■ **Dataset extract**
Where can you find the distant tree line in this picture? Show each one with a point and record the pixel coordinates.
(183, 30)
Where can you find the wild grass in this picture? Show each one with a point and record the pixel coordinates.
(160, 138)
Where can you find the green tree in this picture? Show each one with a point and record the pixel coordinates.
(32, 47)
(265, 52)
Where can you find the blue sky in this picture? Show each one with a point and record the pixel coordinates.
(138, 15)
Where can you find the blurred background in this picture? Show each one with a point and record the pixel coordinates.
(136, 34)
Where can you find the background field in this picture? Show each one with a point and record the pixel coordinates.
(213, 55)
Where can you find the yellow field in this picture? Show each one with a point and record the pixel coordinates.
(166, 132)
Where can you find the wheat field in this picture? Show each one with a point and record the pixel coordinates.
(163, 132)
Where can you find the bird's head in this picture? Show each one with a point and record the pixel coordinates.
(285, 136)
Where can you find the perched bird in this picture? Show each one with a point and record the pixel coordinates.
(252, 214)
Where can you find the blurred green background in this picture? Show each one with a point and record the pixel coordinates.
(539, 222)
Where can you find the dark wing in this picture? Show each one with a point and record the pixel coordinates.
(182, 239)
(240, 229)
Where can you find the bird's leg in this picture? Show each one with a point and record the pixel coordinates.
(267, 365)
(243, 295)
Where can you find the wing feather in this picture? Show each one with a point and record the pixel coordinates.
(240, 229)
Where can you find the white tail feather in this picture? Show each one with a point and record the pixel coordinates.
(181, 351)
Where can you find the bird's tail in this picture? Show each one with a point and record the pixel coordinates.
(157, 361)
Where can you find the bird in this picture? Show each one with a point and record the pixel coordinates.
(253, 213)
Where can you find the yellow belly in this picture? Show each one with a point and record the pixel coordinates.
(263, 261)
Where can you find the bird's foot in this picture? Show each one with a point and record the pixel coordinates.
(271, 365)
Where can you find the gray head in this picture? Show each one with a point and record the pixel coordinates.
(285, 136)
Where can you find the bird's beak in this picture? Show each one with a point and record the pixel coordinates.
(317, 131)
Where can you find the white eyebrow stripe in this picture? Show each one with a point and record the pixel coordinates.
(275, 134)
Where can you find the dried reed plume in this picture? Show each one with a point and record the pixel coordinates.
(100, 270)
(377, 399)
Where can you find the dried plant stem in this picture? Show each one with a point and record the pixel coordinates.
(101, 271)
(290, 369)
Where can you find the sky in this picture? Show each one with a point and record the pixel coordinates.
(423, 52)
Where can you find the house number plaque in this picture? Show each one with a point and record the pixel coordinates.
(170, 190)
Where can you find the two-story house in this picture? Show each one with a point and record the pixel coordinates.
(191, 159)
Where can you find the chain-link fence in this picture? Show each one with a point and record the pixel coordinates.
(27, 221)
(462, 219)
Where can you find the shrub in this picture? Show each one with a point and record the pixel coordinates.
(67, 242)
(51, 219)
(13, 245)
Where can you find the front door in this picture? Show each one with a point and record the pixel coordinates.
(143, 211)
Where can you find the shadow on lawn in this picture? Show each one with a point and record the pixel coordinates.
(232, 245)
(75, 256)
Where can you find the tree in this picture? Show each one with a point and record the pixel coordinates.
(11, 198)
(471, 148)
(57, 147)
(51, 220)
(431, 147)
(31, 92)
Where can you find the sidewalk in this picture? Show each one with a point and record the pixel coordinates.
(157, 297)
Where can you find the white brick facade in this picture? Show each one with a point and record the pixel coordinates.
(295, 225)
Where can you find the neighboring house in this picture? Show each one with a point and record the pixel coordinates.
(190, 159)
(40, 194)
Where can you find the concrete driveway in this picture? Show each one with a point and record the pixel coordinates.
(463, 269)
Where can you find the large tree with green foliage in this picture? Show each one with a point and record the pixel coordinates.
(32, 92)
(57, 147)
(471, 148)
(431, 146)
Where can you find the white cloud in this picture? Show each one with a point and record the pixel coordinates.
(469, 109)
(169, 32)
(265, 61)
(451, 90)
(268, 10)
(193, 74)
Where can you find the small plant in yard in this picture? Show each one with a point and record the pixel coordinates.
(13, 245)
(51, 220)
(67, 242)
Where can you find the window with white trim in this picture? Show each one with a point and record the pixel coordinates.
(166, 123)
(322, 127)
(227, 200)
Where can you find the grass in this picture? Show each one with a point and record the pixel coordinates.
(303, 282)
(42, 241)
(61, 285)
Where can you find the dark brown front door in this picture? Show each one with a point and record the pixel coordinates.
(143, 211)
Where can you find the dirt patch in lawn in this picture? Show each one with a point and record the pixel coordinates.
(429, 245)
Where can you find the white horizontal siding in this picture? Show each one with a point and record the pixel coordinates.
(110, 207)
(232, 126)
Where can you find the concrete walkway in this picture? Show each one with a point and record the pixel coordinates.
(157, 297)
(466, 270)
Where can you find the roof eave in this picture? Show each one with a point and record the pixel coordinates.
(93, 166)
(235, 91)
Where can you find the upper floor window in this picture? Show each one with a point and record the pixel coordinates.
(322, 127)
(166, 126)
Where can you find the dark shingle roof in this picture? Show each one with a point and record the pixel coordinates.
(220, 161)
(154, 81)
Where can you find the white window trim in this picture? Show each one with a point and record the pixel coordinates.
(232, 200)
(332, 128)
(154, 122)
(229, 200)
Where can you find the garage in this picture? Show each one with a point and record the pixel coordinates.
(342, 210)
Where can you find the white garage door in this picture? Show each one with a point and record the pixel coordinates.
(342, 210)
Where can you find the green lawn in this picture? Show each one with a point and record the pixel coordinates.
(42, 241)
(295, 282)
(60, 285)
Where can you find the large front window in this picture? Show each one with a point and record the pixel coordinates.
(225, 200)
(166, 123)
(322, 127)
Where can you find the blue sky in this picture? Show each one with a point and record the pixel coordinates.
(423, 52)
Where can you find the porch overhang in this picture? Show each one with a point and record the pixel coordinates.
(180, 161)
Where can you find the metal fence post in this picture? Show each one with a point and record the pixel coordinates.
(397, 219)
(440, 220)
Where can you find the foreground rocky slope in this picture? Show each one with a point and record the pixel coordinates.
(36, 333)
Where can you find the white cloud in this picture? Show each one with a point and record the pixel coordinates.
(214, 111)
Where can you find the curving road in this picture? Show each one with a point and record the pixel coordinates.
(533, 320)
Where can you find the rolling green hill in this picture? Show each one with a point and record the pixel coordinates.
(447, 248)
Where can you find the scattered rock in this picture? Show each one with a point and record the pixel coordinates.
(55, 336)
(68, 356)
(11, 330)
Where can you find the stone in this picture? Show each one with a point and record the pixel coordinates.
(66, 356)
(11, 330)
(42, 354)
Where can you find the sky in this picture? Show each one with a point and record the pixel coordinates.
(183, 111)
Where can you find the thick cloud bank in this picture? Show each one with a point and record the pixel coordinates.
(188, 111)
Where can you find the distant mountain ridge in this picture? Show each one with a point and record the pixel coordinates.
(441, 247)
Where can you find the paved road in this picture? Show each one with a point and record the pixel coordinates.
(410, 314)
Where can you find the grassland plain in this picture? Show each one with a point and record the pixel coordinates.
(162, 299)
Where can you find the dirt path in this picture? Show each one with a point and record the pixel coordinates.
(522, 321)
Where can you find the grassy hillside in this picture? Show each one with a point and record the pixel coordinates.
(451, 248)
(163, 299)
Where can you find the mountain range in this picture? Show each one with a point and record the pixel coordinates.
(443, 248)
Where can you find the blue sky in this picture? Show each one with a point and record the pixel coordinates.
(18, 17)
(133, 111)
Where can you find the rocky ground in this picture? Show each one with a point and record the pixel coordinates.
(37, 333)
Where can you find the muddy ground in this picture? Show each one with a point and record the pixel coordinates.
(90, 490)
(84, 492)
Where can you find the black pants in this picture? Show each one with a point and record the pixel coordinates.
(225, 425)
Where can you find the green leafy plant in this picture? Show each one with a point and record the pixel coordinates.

■ **Problem statement**
Please give all the entries above again, exactly as they stand.

■ **Answer for this exercise**
Where can you find the distant tree line in this picture? Show each one with a point and record the pixel coordinates.
(183, 30)
Where can you find the wild grass in this picture? Show each one with a point and record the pixel coordinates.
(160, 138)
Where can you find the green tree in this picture? Show each one with a point and record the pixel coordinates.
(32, 47)
(265, 52)
Where can you find the blue sky in this picture? Show each one with a point and record the pixel coordinates.
(138, 15)
Where can you find the blurred background in this picture? Show each one with a point and record the pixel coordinates.
(136, 34)
Where can you find the background field in this picture? Show each one with a point and record the pixel coordinates.
(213, 55)
Where can you find the yellow field in this picture? Show each one with a point and record the pixel coordinates.
(166, 132)
Where can you find the wheat field in this picture? Show each one with a point and record the pixel coordinates.
(163, 132)
Where can you find the bird's head in this picture? Show each one with a point and record the pixel coordinates.
(285, 136)
Where can you find the perched bird in this picture? Show each one with a point and record the pixel coordinates.
(252, 214)
Where can you find the blurred green background in this picture? Show each one with a point and record the pixel coordinates.
(539, 222)
Where can you find the dark wing in this picture? Show each one with a point and record the pixel coordinates.
(182, 239)
(240, 229)
Where can you find the bird's leg in this picture? Show each one with a point and record the pixel coordinates.
(267, 365)
(243, 295)
Where can you find the wing feather in this picture? Show each one with a point and record the pixel coordinates.
(240, 229)
Where can you find the white tail feather in this picture? Show each one with a point and record the pixel coordinates.
(181, 351)
Where can you find the bird's tail in this picture? Show each one with a point and record the pixel coordinates.
(157, 361)
Where can you find the bird in this picture? Show each one with a point and record the pixel coordinates.
(253, 213)
Where can you find the yellow belly in this picture? Show each one with a point and record the pixel coordinates.
(263, 261)
Where can you find the bird's foot in this picture? Show each one with a point and record the pixel coordinates.
(271, 365)
Where can you find the gray head in this picture? Show each one with a point and record the pixel coordinates.
(285, 136)
Where can you find the bird's beak in this picture? Show each one with a point and record the pixel coordinates.
(317, 131)
Where can you find the white eyebrow stripe in this picture? Show each one with a point and record the pixel coordinates.
(275, 134)
Where can you find the dried reed plume in this picture? Show each one with a point and record the pixel coordinates.
(100, 270)
(377, 399)
Where can you find the dried plant stem in this picture? Show each one with a point and record the pixel coordinates.
(101, 271)
(290, 369)
Where can you find the sky in this picture? Show each one with a point and record the pixel coordinates.
(423, 52)
Where can you find the house number plaque in this picture? Show each one with a point and record the pixel coordinates.
(170, 190)
Where can you find the two-story house in this picture? Show each one with a point and record the pixel coordinates.
(191, 159)
Where can you find the chain-link fence in this picture? Show each one with a point and record the pixel coordinates.
(27, 221)
(462, 219)
Where can you find the shrub in this picture? Show each one with a point and record the pixel coordinates.
(67, 242)
(51, 219)
(13, 245)
Where can you find the front door in this picture? Show each one with a point and record the pixel coordinates.
(143, 211)
Where can you find the shadow on lawn in this picture? Show each one with a point and record the pixel coordinates.
(232, 245)
(75, 256)
Where can you find the tree in this picture? Show each one with a point and record the pixel coordinates.
(11, 198)
(471, 148)
(57, 147)
(51, 220)
(431, 147)
(31, 92)
Where can you find the sidewalk in this picture? Show each one with a point and record the pixel coordinates.
(157, 297)
Where can you find the white brick facade in this picture? Show each one with a point and record the pixel coordinates.
(295, 225)
Where can you find the neighboring house in this picture? Show each one with a point and record the pixel coordinates.
(190, 159)
(40, 194)
Where can you find the concrete driveway in this picture? Show each one with a point and record the pixel coordinates.
(463, 269)
Where can you find the large tree with green foliage in this picture? Show each one with a point and record the pixel coordinates.
(32, 92)
(57, 147)
(471, 148)
(431, 146)
Where can you find the white cloud in this picture? Show each one with a point and record the pixel coordinates.
(469, 109)
(169, 32)
(265, 61)
(451, 90)
(268, 10)
(193, 74)
Where can you find the small plant in yard in this picture? Show each one with a point and record the pixel coordinates.
(13, 245)
(51, 220)
(67, 242)
Where can you find the window with white trim in this picture? Show each one with a point and record the pixel coordinates.
(166, 123)
(322, 127)
(227, 200)
Where can you find the grass in this picture? Show each one with a point and record the pixel coordinates.
(303, 282)
(42, 241)
(61, 285)
Where can you find the dark brown front door in this picture? Show each one with a point and record the pixel coordinates.
(143, 211)
Where can you find the dirt patch in lawn in this picture? Show each one with a point and record the pixel coordinates.
(429, 245)
Where can you find the white horizontal siding in this picture? Show each one with a point and record the pixel coordinates.
(110, 207)
(232, 126)
Where can you find the concrete walkway in this picture? Show each one with a point and record the pixel coordinates.
(157, 297)
(466, 270)
Where can you find the roof eave in this picture? Show each one with a point and record the pixel coordinates.
(93, 166)
(235, 91)
Where can you find the upper floor window in this picture? Show each one with a point and record the pixel coordinates.
(322, 127)
(166, 126)
Where can you find the dark shingle roof in this picture? Show each one with a point and record the pixel coordinates.
(220, 161)
(154, 81)
Where can you find the white window trim in this picture? Show each one with a point and record the pixel coordinates.
(232, 200)
(332, 128)
(154, 122)
(229, 200)
Where can you find the garage in this picture? Show each one with a point and record the pixel coordinates.
(342, 210)
Where can you find the white garage door in this picture? Show each one with a point and record the pixel coordinates.
(342, 210)
Where can you find the green lawn in this picture? Show each one with a point and record the pixel coordinates.
(42, 241)
(295, 282)
(60, 285)
Where can you find the large front window in this picture? Show each one with a point and record the pixel coordinates.
(225, 200)
(166, 123)
(322, 127)
Where can you find the blue sky in this picture? Show each one with a point and record the pixel coordinates.
(423, 52)
Where can you find the porch overhang in this picture? Show each one with a point and record the pixel coordinates.
(180, 161)
Where can you find the metal fence post in this picture? Show each one with a point and record the pixel coordinates.
(397, 219)
(440, 220)
Where can you find the foreground rocky slope in this picture? Show each one with a point and record the pixel coordinates.
(36, 333)
Where can you find the white cloud in this picture? Show each one with a point and record the pixel coordinates.
(214, 111)
Where can you find the curving road in this picture? Show each one with a point and record the pixel coordinates.
(533, 320)
Where can you find the rolling green hill in this picture? Show each one with a point and record the pixel coordinates.
(447, 248)
Where can you find the scattered rock in this picture? Show each one with a point and record the pixel coordinates.
(55, 336)
(68, 356)
(11, 330)
Where can you find the stone in this picture? Show each one with a point and record the pixel coordinates.
(66, 356)
(11, 330)
(42, 354)
Where can you find the sky in this picture? Show each one with a point and record the pixel coordinates.
(183, 111)
Where can you find the thick cloud bank in this picture? Show each one with a point and record the pixel coordinates.
(188, 111)
Where can you find the distant mountain ridge in this picture? Show each one with a point and record the pixel coordinates.
(441, 247)
Where can you find the paved road in this picture? Show each one with a point and record the pixel coordinates.
(410, 314)
Where can you find the grassland plain in this picture? Show each one with a point and record the pixel coordinates.
(162, 299)
Where can you find the dirt path in this picture? Show each one with a point and record the pixel coordinates.
(522, 321)
Where can you find the grassy hillside in this picture? Show each one with a point and record the pixel coordinates.
(451, 248)
(163, 299)
Where can you find the mountain range in this picture? Show each one with a point and record the pixel coordinates.
(443, 248)
Where can you find the blue sky in this picture? Show each one with a point and record the pixel coordinates.
(18, 17)
(133, 111)
Where can you find the rocky ground in this picture? Show each one with a point and record the pixel coordinates.
(37, 333)
Where can you find the muddy ground in this picture? Show each one with a point and record the pixel coordinates.
(90, 490)
(84, 492)
Where can you find the black pants in this picture? Show each one with a point and record the pixel coordinates.
(225, 425)
Where can you find the green leafy plant in this picture? Show each one with a point and record the pixel coordinates.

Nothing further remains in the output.